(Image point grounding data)
....

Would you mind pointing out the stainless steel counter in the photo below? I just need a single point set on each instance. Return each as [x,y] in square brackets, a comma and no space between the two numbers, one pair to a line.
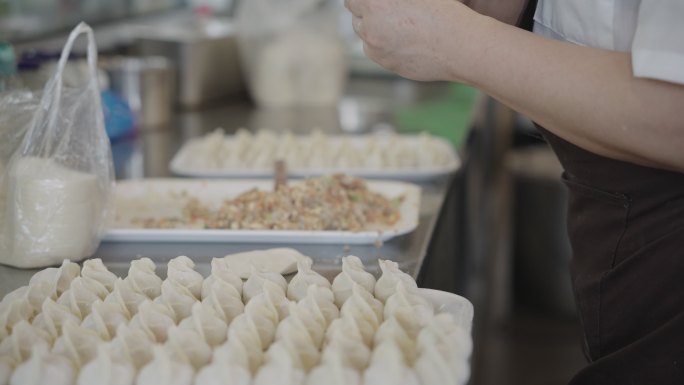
[369,105]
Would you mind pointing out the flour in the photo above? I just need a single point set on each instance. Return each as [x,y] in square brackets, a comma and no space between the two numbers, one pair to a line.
[51,213]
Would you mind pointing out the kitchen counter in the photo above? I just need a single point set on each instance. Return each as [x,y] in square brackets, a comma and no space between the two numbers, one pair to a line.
[370,105]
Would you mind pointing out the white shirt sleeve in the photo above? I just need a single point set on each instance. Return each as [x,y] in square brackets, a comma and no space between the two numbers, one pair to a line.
[658,45]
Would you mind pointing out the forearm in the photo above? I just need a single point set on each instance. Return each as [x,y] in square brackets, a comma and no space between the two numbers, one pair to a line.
[587,96]
[507,11]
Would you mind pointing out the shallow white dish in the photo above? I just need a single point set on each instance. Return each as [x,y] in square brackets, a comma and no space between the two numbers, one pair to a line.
[158,198]
[181,164]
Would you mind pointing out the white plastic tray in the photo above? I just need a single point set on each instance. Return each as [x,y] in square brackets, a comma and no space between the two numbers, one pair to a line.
[458,306]
[158,198]
[181,165]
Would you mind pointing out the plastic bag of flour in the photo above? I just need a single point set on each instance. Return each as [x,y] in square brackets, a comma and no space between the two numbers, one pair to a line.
[55,189]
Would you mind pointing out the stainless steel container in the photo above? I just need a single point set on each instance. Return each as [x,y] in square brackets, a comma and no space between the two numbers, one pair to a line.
[147,84]
[205,54]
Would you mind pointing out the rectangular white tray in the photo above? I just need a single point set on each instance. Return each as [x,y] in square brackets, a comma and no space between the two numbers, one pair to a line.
[181,165]
[158,198]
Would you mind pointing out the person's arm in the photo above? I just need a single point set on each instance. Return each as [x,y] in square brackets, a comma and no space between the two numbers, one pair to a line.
[586,96]
[507,11]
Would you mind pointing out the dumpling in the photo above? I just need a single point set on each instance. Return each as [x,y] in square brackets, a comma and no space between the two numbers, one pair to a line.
[14,308]
[96,270]
[142,278]
[302,352]
[180,270]
[364,307]
[24,337]
[334,372]
[271,303]
[301,323]
[391,275]
[407,296]
[44,368]
[59,278]
[280,369]
[178,298]
[350,327]
[53,317]
[391,329]
[38,292]
[127,299]
[154,319]
[5,372]
[319,301]
[133,345]
[164,369]
[106,369]
[388,366]
[225,300]
[305,277]
[222,368]
[255,283]
[354,353]
[104,319]
[352,272]
[207,324]
[82,293]
[243,348]
[77,343]
[253,329]
[186,345]
[221,272]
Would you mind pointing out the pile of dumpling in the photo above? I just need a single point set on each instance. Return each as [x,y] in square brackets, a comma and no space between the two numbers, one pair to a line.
[247,151]
[87,326]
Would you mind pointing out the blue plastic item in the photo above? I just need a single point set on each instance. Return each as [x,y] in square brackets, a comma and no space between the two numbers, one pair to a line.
[119,120]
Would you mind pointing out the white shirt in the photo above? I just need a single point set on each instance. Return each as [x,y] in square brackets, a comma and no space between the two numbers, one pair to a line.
[652,30]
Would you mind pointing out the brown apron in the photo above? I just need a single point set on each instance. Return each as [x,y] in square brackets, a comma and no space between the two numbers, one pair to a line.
[626,227]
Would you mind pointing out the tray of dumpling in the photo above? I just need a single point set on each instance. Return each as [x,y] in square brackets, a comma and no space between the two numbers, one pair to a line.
[338,209]
[84,326]
[420,157]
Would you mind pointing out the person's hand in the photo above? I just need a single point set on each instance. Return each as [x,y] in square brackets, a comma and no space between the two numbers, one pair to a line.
[418,39]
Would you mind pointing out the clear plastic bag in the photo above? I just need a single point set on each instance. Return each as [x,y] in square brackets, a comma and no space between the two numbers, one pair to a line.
[292,52]
[55,189]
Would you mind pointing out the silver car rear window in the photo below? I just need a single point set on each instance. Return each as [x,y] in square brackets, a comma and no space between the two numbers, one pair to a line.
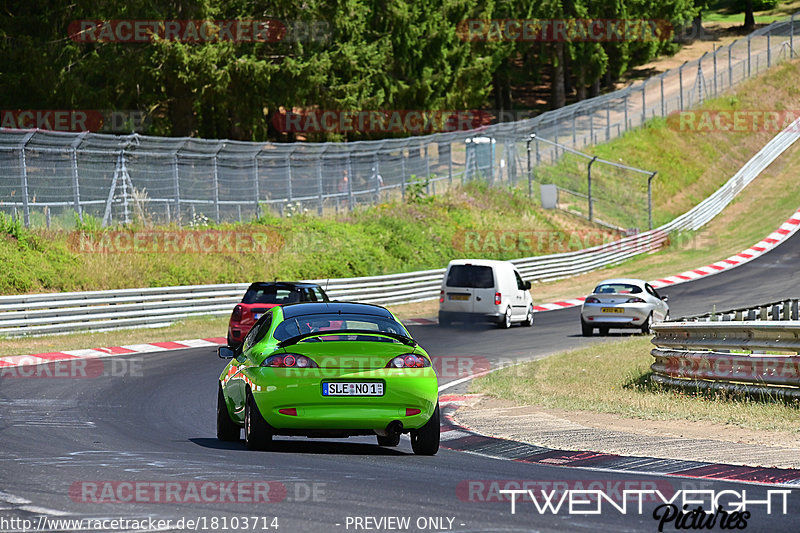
[472,276]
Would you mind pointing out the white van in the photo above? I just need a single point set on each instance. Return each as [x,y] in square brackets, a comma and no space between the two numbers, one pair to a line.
[483,289]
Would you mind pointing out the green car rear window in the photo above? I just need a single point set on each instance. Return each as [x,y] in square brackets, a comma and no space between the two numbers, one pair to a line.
[292,327]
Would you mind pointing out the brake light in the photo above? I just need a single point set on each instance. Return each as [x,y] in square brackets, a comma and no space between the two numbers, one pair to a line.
[289,360]
[409,360]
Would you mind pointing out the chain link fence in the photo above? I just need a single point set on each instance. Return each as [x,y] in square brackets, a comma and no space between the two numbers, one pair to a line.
[52,177]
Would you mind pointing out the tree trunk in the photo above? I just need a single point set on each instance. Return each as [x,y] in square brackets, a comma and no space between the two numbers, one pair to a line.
[558,96]
[749,17]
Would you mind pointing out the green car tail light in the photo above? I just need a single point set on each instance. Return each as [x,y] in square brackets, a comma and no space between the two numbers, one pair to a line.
[409,360]
[289,360]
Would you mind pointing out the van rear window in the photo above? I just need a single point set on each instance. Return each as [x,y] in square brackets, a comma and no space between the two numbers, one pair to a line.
[473,276]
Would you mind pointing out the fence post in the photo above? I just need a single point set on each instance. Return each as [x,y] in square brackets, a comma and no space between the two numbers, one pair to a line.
[450,162]
[749,57]
[650,200]
[256,191]
[574,138]
[715,69]
[109,202]
[177,189]
[320,192]
[769,49]
[23,164]
[730,65]
[589,186]
[216,190]
[530,169]
[289,192]
[349,184]
[76,193]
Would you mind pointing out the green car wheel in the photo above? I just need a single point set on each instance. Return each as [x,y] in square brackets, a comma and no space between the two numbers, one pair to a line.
[425,440]
[226,429]
[257,434]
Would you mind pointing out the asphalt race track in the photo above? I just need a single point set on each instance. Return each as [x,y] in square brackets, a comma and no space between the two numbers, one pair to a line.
[64,441]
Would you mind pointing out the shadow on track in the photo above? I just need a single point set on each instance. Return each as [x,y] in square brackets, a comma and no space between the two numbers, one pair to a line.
[319,447]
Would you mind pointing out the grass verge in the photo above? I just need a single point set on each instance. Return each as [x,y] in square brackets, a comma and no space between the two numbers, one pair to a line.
[616,383]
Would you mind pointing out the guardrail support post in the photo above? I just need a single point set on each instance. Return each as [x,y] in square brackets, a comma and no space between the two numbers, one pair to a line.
[650,200]
[256,192]
[589,186]
[320,192]
[23,165]
[216,190]
[530,168]
[177,186]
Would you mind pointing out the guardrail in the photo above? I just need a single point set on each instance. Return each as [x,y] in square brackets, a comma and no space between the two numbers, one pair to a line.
[754,357]
[97,310]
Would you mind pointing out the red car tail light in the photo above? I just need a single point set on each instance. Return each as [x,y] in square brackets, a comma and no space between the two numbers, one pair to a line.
[289,360]
[409,360]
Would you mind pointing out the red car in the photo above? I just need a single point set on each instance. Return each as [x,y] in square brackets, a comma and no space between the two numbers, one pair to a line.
[261,296]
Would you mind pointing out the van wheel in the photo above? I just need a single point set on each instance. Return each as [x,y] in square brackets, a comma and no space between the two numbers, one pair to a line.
[529,317]
[646,325]
[505,322]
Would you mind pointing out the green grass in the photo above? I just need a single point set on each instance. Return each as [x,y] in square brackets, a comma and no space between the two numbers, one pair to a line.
[613,378]
[690,164]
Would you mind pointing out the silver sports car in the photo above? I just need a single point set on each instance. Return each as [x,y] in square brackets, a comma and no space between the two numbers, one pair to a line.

....

EXERCISE OBJECTIVE:
Write out every line above again exactly, with the pictures left out.

TASK SOLUTION:
Would you mind pointing out the stainless steel counter in the photo below? I just need a single point set on each instance. Return each as [x,y] in square brackets, a comma and no space between the two numbers, one pair to a line.
[369,105]
Would you mind pointing out the flour in the photo above? I just need a single point set on each instance. Return each as [x,y] in square brackets, a comma and no space between the two numbers, one pair to a line.
[51,213]
Would you mind pointing out the kitchen counter in the photo above? I just need a single point set on each instance. Return each as [x,y] in square brackets, a comma and no space between the two numbers, one pair to a line.
[370,105]
Would you mind pointing out the white shirt sleeve in the photo above? I just need a single point set on each instance. Return each as [x,y] in square brackets, a comma and no space between the two numbers, one pair to a line.
[658,45]
Would you mind pointing out the forearm in the photo above? I just need a single point set on each instance. Return each as [x,y] in square brackets, a comma and no space between the two numbers, one pair to a line.
[587,96]
[507,11]
Would you mind pointing out the shallow white dish in the photo above? I just need a single point set on each instance. Return each as [x,y] in square brackets, a comma and no space between the two numbers, one pair to a line.
[158,198]
[181,164]
Would you mind pointing out the white plastic tray in the photo above? I just need a single point set on each instance. Return each as [x,y] in square brackets, a comma and no space between the two numbers, one pair to a line.
[458,306]
[158,198]
[181,165]
Would you mind pointing out the plastic bag of flour in the photo above? I just need a single point set on each instance. Return each as [x,y] in square brackets, a comma and no space between the two numbers, one pair to a line.
[55,189]
Would you mind pointing out the stainless steel container in the photo above? I just need a single point set on each instance. Return each as [x,y] in square brackets, a comma and no space between the two numbers, one pair to a line.
[147,84]
[205,54]
Would you mind pointing out the rectangular white tray in the photo above? I just need a single point set on each instance. Return each as [x,y] in square brackets, a comma and no space between the two numbers, one pair to a line.
[181,165]
[158,198]
Would you mind pointing out the person's arm in the photo above? I just need a single point set on each instance. Return each as [x,y] in square brackets, a comma and no space between the two numbers, one pair to a line.
[586,96]
[507,11]
Would you mind pointing out the dumpling in the photo above? I just need a single point set on each instance. Return each as [x,y] in square brackets, a comma and no space between the two numbers, one pair to a line.
[14,308]
[96,270]
[142,278]
[302,352]
[180,270]
[364,307]
[24,337]
[334,372]
[271,303]
[301,323]
[391,275]
[407,296]
[44,368]
[59,278]
[280,369]
[178,298]
[350,327]
[53,317]
[391,329]
[38,292]
[127,299]
[154,319]
[5,372]
[319,301]
[133,345]
[164,369]
[106,369]
[388,366]
[225,300]
[305,277]
[222,368]
[255,283]
[354,353]
[104,319]
[352,272]
[207,324]
[82,293]
[243,348]
[77,343]
[253,329]
[186,345]
[221,272]
Would you mind pointing out the pile of dumpling in the photo above? I just need a single point set on each instance. Return each as [x,y] in square brackets, a comma and no space between the two numbers, one pair to a line.
[247,151]
[87,326]
Would you mind pointing out the blue plastic item in the photo above? I just need a single point set on each instance. Return each as [x,y] in square brackets, a comma and no space between the two numbers, one pair to a line.
[119,120]
Would you mind pointing out the white shirt in the photo above? I just need a single point set on each instance. Return each as [x,y] in square brackets, a comma and no space between the two numbers, one pair to a line.
[652,30]
Would you mind pointing out the brown apron in the photo above? I just need a single point set on each instance. Return each as [x,y] in square brackets, a comma and no space between the two numbers, one pair to a line.
[626,227]
Would you mind pointing out the tray of dumpling in the photo above? I just need a single point set on each instance. Return each as [x,y] in square brackets, a comma and no space between the two numbers, one pair to a line.
[338,209]
[84,326]
[420,157]
Would you mind pointing out the person's hand in the photo above? I just need a single point set on each instance. Return each as [x,y] in square brackets, a comma and no space between the two numbers, one pair to a line.
[418,39]
Would you mind pointing out the clear plastic bag in the photo above? I just need a single point set on each instance. Return each as [x,y] in square brackets, a comma and no space between the two numbers, one pair to a line.
[292,52]
[55,189]
Would you mind pointing out the silver car rear window in the photo below? I just need a single point set on each instance. Return each as [x,y] in square brackets, a comma and no space between the two numbers, one pair to a line.
[472,276]
Would you mind pointing out the white van in the photo above? I just need a single point set on each instance. Return each as [x,y] in square brackets, a comma and no space between the two numbers, one pair to a line.
[483,289]
Would you mind pointing out the green car rear window in the photo above? I just need a single point set on each instance. Return each as [x,y] in square brackets, a comma and no space between the two numbers, one pair to a line.
[292,327]
Would you mind pointing out the brake light in the photo above? I just need a single point set on each instance. Return each as [x,y] in square brackets, a comma and no space between the two numbers, one pair to a line.
[289,360]
[409,360]
Would you mind pointing out the chain link fence in the photo above? I just need a single point set on each instance. Return each as [x,y] in square brackets, a comma and no space between the two numbers, one pair to a line.
[52,177]
Would you mind pointing out the tree trunk in the photo above? I just need a single point set on each instance. Return each as [x,y] in square brackets, a comma and no space between the two numbers, one pair to a line.
[558,96]
[749,17]
Would you mind pointing out the green car tail light in the photo above? I just need a single point set on each instance. Return each as [x,y] in square brackets, a comma and no space between the two numbers, one pair to a line.
[409,360]
[289,360]
Would you mind pointing out the van rear window in the photo above? I just need a single point set on each instance. Return each as [x,y] in square brackets, a comma and no space between the two numbers, one pair to a line.
[473,276]
Would you mind pointing out the fence post in the photo above? I just need a single point set on each instance. Return each as [x,y] in square brackets, a comma and no space between the two numbers, one pair to a line.
[450,162]
[749,57]
[650,200]
[256,191]
[574,138]
[715,69]
[109,202]
[177,189]
[320,192]
[769,49]
[23,164]
[730,65]
[589,186]
[216,190]
[530,169]
[289,192]
[349,184]
[76,193]
Would you mind pointing out the green car wheel in the photo above? I just need a single point set on each instance. Return each as [x,y] in square brackets, a comma and no space between the two numbers, one pair to a line.
[425,440]
[226,429]
[257,434]
Would you mind pointing out the asphalt race track in the photo above? I just need a single point set on each instance. Return each as [x,y] in square brackets, a comma and no space between the two numbers, one pair to a line.
[64,441]
Would you mind pointing out the shadow on track in the photo above? I just need a single point set on each instance. Return each as [x,y] in square brackets, a comma and no space between the two numbers, one pair to a line.
[319,447]
Would you mind pointing out the grass verge in the photo above? I just need a single point set on each instance. Return each as [x,y] in square brackets, a comma and no space between the two numbers, one pair to a line.
[616,383]
Would you mind pointing out the guardrail support post in the photo above? I just need a single point set on each instance. Return each as [x,y] in square brackets, a comma and no space between the two numbers, one pair to a line.
[650,200]
[256,192]
[589,186]
[320,192]
[23,165]
[216,190]
[530,168]
[177,186]
Would you mind pointing out the guardrail in the photo above? I just need a single point set on each instance. Return each as [x,y] in square brackets, a comma and no space between the two numbers, one pair to a line.
[754,357]
[97,310]
Would you mind pointing out the red car tail light in the photo above? I just need a single point set on each instance. Return each as [x,y] in square brackets, a comma and no space between the two numbers, one pair to a line.
[289,360]
[409,360]
Would you mind pointing out the red car in the photo above? I just need a single point set on each instance. Return each as [x,y] in square brackets, a comma and no space between the two numbers, one pair to a line.
[261,296]
Would you mind pointing out the van wheel in the photo above? I just need a single point set on each instance. Return each as [x,y] in square brackets, a comma and no space between the two numbers, one pair to a line.
[529,317]
[646,325]
[505,322]
Would you mind pointing out the green grass in the photo above? I just need a single point set on each instance. Return each as [x,y] in square brackets, a comma and no space between the two numbers, one pair to a line.
[613,378]
[690,164]
Would you mind pointing out the silver sports car in the photo above? I just need a single point set on each instance. Return each as [x,y] in square brackets, a comma and no space between the two numbers, one pair to a line.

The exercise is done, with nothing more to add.